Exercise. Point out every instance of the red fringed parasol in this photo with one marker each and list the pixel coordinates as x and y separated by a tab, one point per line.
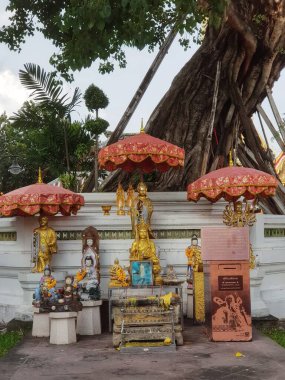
40	198
232	182
141	151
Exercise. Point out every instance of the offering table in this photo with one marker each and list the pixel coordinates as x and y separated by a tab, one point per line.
140	313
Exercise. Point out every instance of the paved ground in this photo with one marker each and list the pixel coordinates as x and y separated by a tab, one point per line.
94	358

#####

**WHAT YOU HAVE TO DO**
Recast all the records above as a Markdown table with the columns Row and Entry, giving each line its own numbered row and omitting blank lines. Leave the pictures out.

**FINAL RESULT**
| Row | Entry |
|---|---|
| 1 | Exercise. Point out every instance of the red fringed parasol in this photo with one marker each and list the pixel coordinates as x and y separated by a tab, one point per line. |
| 2 | 40	198 |
| 3 | 232	182 |
| 4 | 141	151 |
| 5 | Exercise. Point out every instance of the offering table in this photo with one marker each and list the pixel coordinates as x and y separated by a tab, one point per line. |
| 6 | 140	313 |
| 7 | Exercise. Point out every instance of the paved ground in this photo with one marker each and list the pixel coordinates as x and y separated by a tab, one point per line. |
| 8 | 94	358 |